(Named-object pointing items)
[BEGIN]

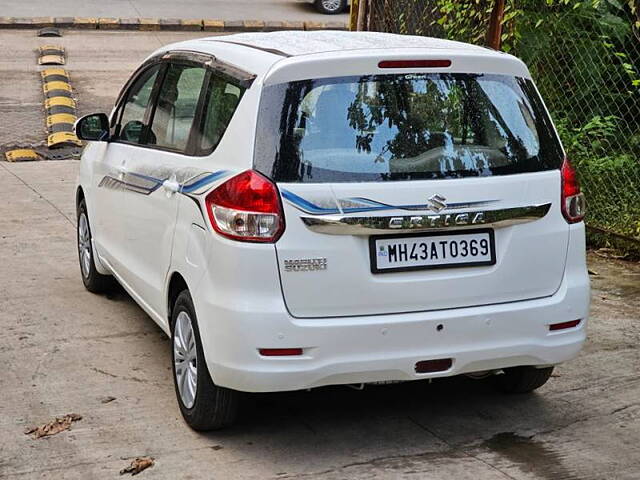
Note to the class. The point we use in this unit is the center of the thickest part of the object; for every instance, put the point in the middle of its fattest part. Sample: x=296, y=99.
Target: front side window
x=176, y=107
x=133, y=111
x=403, y=127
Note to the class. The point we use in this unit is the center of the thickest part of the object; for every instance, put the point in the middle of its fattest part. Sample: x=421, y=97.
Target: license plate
x=393, y=253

[END]

## WHAT THE TASK REQUIRES
Copy out the text of every item above line for line, leaving out the pictures.

## RESPONSE TO THIS TASK
Note to the class. The point we use in this unit is the center of the thickest part of the object; for every instance, put the point in the middle of its fattest part. Sample: x=296, y=99.
Target: front side window
x=176, y=107
x=133, y=111
x=403, y=127
Note to the class. The point we use in this unit is the center of the thickest part of the object; for every instance, put the point in the middle of its fattest part. Sample: x=421, y=97.
Target: license plate
x=393, y=253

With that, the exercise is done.